— Problem 1 —
Summarize the text about nitrates in deli roast beef in two sentences.
— Problem 2 —
Extract the passage of the roast beef nitrate text starting at "Unless the roast" and ending at "the package label.".

— Exercise text —
· · · · · · ·
Many forms of deli lunch meat, including roast beef, contain chemical nitrates that help preserve the meat and slow bacterial growth. Some brands offer nitrate-free lunchmeat, clearly marking the package with such information. Yet others opt for plant-based nitrates such as celery juice that provide the same benefits as manmade nitrates, without the chemicals.
Unless the roast beef packaging clearly states that the meat is free from nitrates, it most likely contains nitrates. Sodium nitrate is one of the most common nitrate ingredients to look for on the package label.
More and more deli meats are made without nitrates, but some manufacturers produce roast beef both with nitrates and without. Products without nitrates typically proclaim that status on the front of the label, and products with nitrates will list them on the ingredient list. Read labels on all sides of the package to be sure. Just because a deli roast beef has special processing, such as eliminating additional salt, doesn't mean that it's nitrate-free.
The rosy pink color that you see in bacon, deli roast beef and other cured meats typically comes from the chemical nitrates that are added during processing. But some manufacturers use beet juice to add the same rosy color, making a visual identification of nitrates unreliable. However, if you have a choice between deli roast beef slices that are bright pink and slices that look more like cooked roast beef, chances are that the more colorful variety contains nitrates.
Along with giving roast beef a rosy hue, nitrates decrease the chances that deli meats, including roast beef, will turn rancid and develop strange odors. Most importantly, nitrates slow the growth or kill dangerous bacteria such as staphylococcus aureus and clostridium botulinum, which causes botulism. But nitrates in cured meats react with the meat to form nitrosamines, which may do more harm than good in your body.
Nitrosamines, the chemical compounds formed from the reaction of nitrates and heat, cause cancer in experimental trials and are believed to cause stomach cancer in humans too, although some groups dispute those claims. While small amounts of nitrates and nitrosamines occur naturally in some foods, such as fish, beer and tobacco, more nitrosamines form when stomach juices react with nitrates from products such as cured meats.
Nitrates also occur in nature and are quite common in plants. Many deli meat companies offer healthier versions of their products, created with minimal processing. In doing so, they may use plant-based nitrates such as celery juice as a preservative. Celery has a high nitrate content on its own.
· · · · · · ·
— Exercise data —
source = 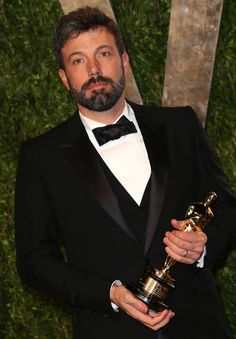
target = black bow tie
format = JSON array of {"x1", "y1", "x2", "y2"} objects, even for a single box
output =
[{"x1": 93, "y1": 115, "x2": 137, "y2": 146}]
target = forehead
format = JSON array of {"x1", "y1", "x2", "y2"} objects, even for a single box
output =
[{"x1": 62, "y1": 27, "x2": 117, "y2": 54}]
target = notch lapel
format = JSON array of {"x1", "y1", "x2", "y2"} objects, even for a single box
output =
[
  {"x1": 60, "y1": 116, "x2": 137, "y2": 241},
  {"x1": 137, "y1": 114, "x2": 169, "y2": 254}
]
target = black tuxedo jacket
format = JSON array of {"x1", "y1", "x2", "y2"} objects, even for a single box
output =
[{"x1": 16, "y1": 105, "x2": 236, "y2": 339}]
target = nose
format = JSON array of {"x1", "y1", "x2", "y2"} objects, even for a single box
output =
[{"x1": 88, "y1": 58, "x2": 101, "y2": 77}]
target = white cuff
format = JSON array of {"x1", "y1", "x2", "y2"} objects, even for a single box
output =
[
  {"x1": 110, "y1": 280, "x2": 122, "y2": 312},
  {"x1": 197, "y1": 246, "x2": 207, "y2": 268}
]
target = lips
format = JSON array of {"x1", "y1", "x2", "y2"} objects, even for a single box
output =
[{"x1": 87, "y1": 81, "x2": 107, "y2": 91}]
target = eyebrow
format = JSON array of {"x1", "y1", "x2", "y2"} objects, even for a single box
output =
[{"x1": 68, "y1": 45, "x2": 113, "y2": 61}]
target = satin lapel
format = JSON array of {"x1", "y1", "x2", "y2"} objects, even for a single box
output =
[
  {"x1": 138, "y1": 115, "x2": 169, "y2": 254},
  {"x1": 61, "y1": 119, "x2": 136, "y2": 240}
]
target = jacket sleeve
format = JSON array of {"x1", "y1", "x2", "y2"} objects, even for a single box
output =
[{"x1": 15, "y1": 142, "x2": 114, "y2": 314}]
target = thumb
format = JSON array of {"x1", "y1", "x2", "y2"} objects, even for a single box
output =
[{"x1": 170, "y1": 219, "x2": 184, "y2": 231}]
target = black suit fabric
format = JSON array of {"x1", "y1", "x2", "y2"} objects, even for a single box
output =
[{"x1": 16, "y1": 105, "x2": 236, "y2": 339}]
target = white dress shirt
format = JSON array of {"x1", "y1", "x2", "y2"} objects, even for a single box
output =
[
  {"x1": 79, "y1": 102, "x2": 205, "y2": 311},
  {"x1": 80, "y1": 103, "x2": 151, "y2": 205}
]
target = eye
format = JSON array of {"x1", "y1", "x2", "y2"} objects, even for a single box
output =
[
  {"x1": 99, "y1": 51, "x2": 111, "y2": 57},
  {"x1": 72, "y1": 58, "x2": 84, "y2": 65}
]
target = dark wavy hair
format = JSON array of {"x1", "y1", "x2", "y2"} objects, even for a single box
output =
[{"x1": 54, "y1": 6, "x2": 124, "y2": 69}]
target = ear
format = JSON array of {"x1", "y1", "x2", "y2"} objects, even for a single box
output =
[
  {"x1": 58, "y1": 68, "x2": 70, "y2": 91},
  {"x1": 122, "y1": 52, "x2": 130, "y2": 75}
]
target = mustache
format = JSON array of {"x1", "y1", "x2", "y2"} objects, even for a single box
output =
[{"x1": 81, "y1": 75, "x2": 113, "y2": 91}]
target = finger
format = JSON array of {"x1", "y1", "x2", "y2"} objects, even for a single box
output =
[{"x1": 146, "y1": 310, "x2": 174, "y2": 331}]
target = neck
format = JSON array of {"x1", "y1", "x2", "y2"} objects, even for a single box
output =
[{"x1": 78, "y1": 97, "x2": 125, "y2": 125}]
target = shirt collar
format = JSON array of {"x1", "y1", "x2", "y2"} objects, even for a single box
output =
[{"x1": 79, "y1": 102, "x2": 134, "y2": 132}]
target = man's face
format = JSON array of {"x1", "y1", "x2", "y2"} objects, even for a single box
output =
[{"x1": 59, "y1": 27, "x2": 128, "y2": 112}]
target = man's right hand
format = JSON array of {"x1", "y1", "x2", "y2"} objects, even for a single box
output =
[{"x1": 110, "y1": 285, "x2": 174, "y2": 331}]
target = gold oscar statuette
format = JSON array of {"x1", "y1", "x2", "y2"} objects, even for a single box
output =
[{"x1": 126, "y1": 192, "x2": 217, "y2": 312}]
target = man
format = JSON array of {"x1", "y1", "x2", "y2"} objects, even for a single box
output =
[{"x1": 16, "y1": 7, "x2": 236, "y2": 339}]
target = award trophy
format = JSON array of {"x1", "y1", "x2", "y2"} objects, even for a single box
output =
[{"x1": 126, "y1": 192, "x2": 217, "y2": 312}]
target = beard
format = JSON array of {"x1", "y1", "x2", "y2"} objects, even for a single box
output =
[{"x1": 68, "y1": 70, "x2": 125, "y2": 112}]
· · · · · · ·
— Expected answer 1 —
Deli roast beef often contains added nitrates, such as sodium nitrate, which preserve the meat, slow bacterial growth and give it a rosy pink color; unless the package clearly states it is nitrate-free, it most likely contains them. Nitrates in cured meats react to form nitrosamines, which are believed to cause stomach cancer, and some manufacturers use plant-based nitrates such as celery juice in place of chemical ones.

— Expected answer 2 —
Unless the roast beef packaging clearly states that the meat is free from nitrates, it most likely contains nitrates. Sodium nitrate is one of the most common nitrate ingredients to look for on the package label.